→ Task statement:
Locate "Question. Identify the black picture" in the listing below, then output the line holding it and every line after it, exactly and with nothing else.
::::
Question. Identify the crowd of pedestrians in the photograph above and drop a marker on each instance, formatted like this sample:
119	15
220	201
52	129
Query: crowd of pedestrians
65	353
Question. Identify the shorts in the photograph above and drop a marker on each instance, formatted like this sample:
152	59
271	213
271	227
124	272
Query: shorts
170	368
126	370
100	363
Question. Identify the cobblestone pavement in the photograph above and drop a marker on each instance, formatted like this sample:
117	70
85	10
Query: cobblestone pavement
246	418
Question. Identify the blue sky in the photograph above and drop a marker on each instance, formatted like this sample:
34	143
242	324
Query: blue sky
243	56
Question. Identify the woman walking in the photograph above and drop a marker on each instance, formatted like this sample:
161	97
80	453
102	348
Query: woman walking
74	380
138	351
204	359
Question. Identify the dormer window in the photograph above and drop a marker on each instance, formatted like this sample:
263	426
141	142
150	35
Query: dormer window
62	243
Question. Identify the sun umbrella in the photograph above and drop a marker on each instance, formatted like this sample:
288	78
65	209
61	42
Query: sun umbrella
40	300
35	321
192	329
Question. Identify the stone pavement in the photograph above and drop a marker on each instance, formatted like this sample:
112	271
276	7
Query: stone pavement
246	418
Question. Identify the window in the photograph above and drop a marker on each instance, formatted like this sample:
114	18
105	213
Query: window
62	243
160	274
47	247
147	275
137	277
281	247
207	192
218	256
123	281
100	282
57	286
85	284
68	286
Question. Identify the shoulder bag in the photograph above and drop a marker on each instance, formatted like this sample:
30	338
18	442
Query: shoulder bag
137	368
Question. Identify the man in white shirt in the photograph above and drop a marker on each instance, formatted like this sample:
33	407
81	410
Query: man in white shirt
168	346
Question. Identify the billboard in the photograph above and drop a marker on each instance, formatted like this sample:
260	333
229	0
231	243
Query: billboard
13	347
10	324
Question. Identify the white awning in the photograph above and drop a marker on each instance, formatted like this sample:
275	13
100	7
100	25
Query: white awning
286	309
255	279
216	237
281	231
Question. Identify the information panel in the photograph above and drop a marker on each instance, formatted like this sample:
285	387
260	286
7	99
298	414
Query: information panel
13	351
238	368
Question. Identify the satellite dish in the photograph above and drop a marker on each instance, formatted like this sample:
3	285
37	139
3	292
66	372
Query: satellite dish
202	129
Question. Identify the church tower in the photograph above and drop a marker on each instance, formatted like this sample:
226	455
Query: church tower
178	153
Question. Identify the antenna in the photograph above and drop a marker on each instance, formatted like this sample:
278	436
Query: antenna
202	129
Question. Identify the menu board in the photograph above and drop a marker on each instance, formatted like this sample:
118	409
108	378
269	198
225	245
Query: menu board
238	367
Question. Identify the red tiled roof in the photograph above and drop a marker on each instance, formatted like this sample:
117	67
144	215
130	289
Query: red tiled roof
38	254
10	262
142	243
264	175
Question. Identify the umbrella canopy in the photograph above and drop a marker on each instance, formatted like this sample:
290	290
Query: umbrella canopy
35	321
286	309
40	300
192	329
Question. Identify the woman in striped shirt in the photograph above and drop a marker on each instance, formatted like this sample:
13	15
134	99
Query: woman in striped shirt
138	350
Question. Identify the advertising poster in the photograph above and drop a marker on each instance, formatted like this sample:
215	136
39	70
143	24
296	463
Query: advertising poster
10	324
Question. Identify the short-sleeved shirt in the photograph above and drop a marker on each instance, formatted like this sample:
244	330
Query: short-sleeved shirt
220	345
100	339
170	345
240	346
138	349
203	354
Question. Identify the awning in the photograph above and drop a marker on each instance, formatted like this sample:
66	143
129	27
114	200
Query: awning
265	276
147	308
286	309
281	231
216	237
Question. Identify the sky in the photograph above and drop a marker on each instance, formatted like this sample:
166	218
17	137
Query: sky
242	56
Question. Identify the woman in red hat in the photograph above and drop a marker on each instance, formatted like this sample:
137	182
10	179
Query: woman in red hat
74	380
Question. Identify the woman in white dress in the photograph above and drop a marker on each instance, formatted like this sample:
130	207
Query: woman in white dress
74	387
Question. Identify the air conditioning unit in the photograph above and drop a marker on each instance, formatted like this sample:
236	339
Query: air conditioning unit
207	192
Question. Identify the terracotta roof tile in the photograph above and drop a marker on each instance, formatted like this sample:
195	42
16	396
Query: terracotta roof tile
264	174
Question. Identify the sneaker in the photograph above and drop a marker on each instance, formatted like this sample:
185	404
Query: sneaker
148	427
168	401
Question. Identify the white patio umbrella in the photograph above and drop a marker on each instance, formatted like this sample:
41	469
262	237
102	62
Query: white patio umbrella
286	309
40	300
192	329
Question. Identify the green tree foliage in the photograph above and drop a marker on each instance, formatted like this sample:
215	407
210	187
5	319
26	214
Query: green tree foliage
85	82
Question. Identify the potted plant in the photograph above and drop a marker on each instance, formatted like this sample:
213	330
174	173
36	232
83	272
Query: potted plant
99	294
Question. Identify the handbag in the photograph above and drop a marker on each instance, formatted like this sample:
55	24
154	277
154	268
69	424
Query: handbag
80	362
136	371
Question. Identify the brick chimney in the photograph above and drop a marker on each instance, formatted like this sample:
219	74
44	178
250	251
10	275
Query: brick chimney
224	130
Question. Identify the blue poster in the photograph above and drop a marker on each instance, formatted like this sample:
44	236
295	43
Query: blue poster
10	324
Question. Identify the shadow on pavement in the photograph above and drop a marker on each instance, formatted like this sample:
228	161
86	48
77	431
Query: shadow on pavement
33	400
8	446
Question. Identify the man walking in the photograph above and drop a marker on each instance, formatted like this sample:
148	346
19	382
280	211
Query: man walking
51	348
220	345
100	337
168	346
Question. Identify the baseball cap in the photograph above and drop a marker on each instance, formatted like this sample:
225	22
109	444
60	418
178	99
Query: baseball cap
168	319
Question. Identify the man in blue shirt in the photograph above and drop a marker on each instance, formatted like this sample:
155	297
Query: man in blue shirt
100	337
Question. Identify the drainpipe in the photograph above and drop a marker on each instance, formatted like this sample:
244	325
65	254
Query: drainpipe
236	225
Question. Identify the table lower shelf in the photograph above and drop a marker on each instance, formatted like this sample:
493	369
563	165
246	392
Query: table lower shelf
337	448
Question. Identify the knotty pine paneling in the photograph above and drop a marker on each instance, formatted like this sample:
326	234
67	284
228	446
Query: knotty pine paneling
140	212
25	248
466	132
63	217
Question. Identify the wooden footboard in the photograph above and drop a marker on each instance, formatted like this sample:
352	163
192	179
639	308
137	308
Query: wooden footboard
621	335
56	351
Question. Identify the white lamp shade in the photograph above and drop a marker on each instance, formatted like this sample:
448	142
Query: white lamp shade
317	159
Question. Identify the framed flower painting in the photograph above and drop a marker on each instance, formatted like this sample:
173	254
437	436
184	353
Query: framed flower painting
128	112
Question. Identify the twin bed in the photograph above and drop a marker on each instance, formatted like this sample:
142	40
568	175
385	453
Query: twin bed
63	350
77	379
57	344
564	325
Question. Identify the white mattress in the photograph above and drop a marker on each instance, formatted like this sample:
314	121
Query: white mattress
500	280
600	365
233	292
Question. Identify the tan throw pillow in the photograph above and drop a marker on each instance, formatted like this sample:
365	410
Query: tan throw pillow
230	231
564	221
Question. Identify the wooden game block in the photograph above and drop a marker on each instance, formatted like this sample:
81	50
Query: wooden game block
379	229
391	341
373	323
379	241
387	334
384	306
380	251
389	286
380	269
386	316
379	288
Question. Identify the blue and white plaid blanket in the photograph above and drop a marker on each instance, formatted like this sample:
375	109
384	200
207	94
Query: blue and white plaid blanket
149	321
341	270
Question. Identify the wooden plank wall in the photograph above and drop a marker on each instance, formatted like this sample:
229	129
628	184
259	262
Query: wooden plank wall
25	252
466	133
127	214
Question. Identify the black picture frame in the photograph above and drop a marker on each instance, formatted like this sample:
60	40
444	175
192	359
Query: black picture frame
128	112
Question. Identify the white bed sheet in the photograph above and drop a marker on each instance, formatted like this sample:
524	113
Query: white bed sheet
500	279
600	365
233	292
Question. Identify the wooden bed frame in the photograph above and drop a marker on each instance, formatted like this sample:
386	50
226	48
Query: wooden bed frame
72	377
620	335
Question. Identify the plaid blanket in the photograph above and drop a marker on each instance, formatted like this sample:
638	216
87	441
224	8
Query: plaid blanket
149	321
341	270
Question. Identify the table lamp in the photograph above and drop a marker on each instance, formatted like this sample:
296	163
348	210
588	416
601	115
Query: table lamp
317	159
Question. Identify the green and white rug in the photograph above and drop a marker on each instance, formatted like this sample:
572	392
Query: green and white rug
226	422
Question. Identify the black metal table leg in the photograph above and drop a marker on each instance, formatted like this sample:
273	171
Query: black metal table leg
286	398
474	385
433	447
::::
→ Task response:
Question. Identify the black picture frame in the photograph above and drop a marker on each instance, formatted like this sample:
60	40
444	175
192	359
Query: black picture frame
128	112
Question. Identify the white bed sheet in the photograph above and drop a marker on each instance, formatted like this sample:
524	113
Query: white bed sheet
500	279
600	365
233	292
Question. Identify the wooden bed frame in the photograph above and drop a marker on each instance, formatted like this sample:
386	50
226	48
Query: wooden bed frame
72	377
620	335
Question. Identify the plaid blanket in the photograph above and drop a marker on each instance, formatted like this sample:
638	216
87	441
224	8
Query: plaid blanket
149	321
341	270
Question. Identify the table lamp in the photograph above and drop a marker on each instance, formatted like this sample:
296	163
348	210
588	416
601	115
Query: table lamp
317	159
Question. Identify the green and white rug in the photograph above and drop a marker on each instance, formatted like this sample:
572	392
Query: green and white rug
226	422
Question. Identify the black metal table leg in the photograph above and drop a marker on each instance, formatted like this sample:
273	171
Query: black metal table leg
286	398
474	385
433	447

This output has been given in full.